**MISE EN PRATIQUE:**
(1) Répondez à ces questions sur l'extrait de débat :
(a) Vers quel type de contrat l'orateur aurait-il voulu faire évoluer le modèle de formation ?
(b) Quel rôle est indiqué à côté du nom de Mme Christiane Demontès ?
(c) Sur les travées de quels groupes y a-t-il des applaudissements à la fin ?
(2) Relevez tous les groupes politiques nommés dans l'extrait de débat.
(3) Résumez l'extrait de débat en deux phrases.

**EXTRAIT PROPOSÉ:**

_ _ _

Il aurait dès lors été éminemment utile de conforter ce modèle de formation en le faisant évoluer vers un CDI, tel que le préconise le futur contrat de génération.
Enfin, que dire du coût et du financement de ce nouveau dispositif ? (Exclamations sur les travées du groupe socialiste.) Je ne répéterai pas ce qu’ont dit mes collègues précédemment, d’autant plus que j’ai déjà dépassé mon temps de parole.
En conclusion, messieurs les ministres, mes chers collègues, je reste persuadé que les contrats aidés, si coûteux pour un bien faible résultat – cet argument n’est ni de droite ni de gauche – ne sont pas la bonne solution. Développons l’apprentissage et la formation professionnelle au maximum, utilisons mieux l’argent disponible dans ces domaines, parce qu’il y en a, et là, nous aurons des résultats probants.
Mme Christiane Demontès, rapporteur. Que ne l’avez-vous fait !
M. André Reichardt. Vous l’aurez compris, mes chers collègues, je ne pourrai malheureusement pas voter ce texte. (Applaudissements sur les travées de l'UMP et de l'UDI-UC.–Protestations sur certaines travées du groupe socialiste.)

_ _ _

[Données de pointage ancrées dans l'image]

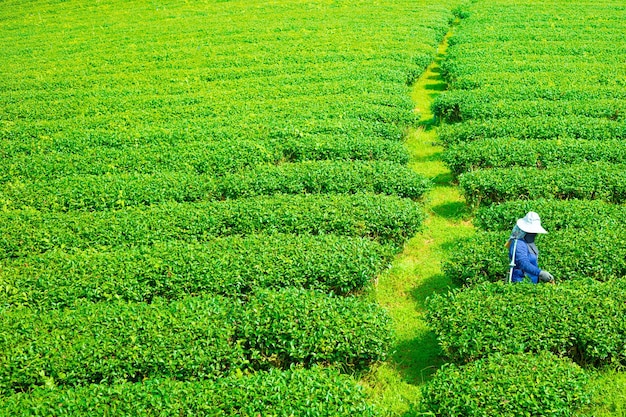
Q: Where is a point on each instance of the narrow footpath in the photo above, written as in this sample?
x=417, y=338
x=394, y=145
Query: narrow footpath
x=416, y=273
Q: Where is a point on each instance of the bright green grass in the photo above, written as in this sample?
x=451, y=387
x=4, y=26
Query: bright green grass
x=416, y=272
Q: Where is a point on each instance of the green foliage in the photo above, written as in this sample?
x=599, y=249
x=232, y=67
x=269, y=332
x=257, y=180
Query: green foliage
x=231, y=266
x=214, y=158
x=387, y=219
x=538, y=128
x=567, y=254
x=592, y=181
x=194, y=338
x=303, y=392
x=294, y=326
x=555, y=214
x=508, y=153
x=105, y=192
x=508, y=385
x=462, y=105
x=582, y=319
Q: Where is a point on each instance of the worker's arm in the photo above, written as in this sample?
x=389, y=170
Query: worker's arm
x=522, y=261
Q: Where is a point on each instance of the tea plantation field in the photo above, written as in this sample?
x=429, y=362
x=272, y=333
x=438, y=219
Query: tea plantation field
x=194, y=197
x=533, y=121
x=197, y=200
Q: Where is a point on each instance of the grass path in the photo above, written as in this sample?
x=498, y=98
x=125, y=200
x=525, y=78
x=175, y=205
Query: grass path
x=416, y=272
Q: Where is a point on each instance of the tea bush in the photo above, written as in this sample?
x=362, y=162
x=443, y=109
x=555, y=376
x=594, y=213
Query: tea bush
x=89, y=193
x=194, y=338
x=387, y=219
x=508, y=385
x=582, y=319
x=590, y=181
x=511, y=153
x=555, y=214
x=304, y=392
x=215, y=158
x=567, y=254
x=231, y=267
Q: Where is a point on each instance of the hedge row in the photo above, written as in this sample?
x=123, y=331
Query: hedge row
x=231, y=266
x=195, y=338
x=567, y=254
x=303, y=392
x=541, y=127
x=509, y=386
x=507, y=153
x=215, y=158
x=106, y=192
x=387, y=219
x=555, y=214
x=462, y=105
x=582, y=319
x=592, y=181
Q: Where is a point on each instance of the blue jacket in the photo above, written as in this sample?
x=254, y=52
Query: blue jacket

_ _ _

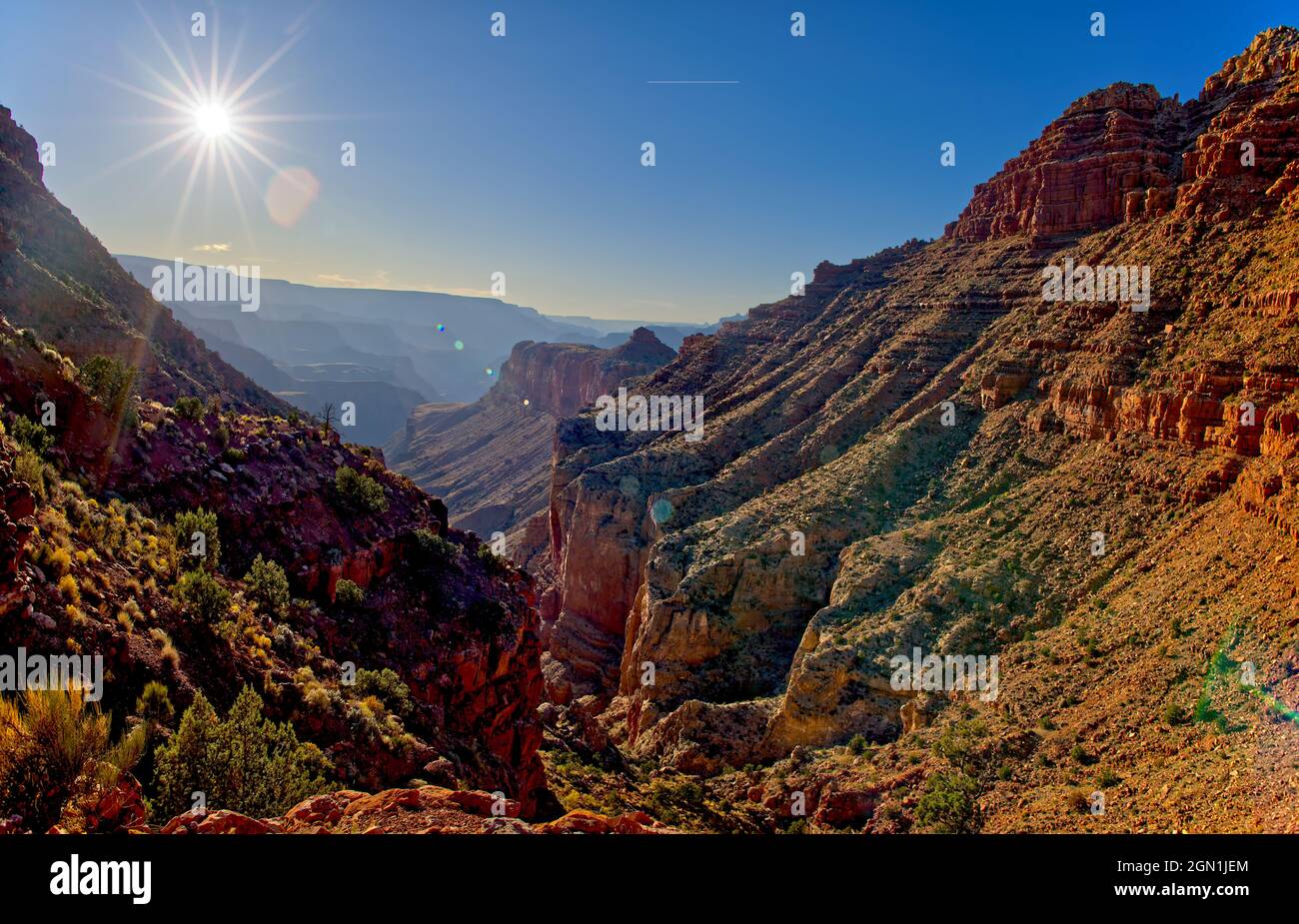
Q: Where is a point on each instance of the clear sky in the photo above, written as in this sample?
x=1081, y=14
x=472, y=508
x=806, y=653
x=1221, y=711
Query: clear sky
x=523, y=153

_ _ _

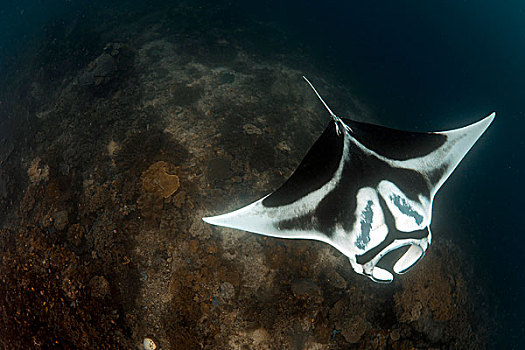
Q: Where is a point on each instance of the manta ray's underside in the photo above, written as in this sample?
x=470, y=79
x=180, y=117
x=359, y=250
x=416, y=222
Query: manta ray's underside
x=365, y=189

_ _ _

**RÉPONSES PAR NUMÉRO:**
(1)
(a) Vers un CDI.
(b) Rapporteur.
(c) L'UMP et l'UDI-UC.

(2) Le groupe socialiste, l'UMP, l'UDI-UC.

(3) André Reichardt estime que les contrats aidés coûtent cher pour un faible résultat et ne sont pas la bonne solution. Il préfère développer au maximum l'apprentissage et la formation professionnelle, et annonce qu'il ne votera pas le texte.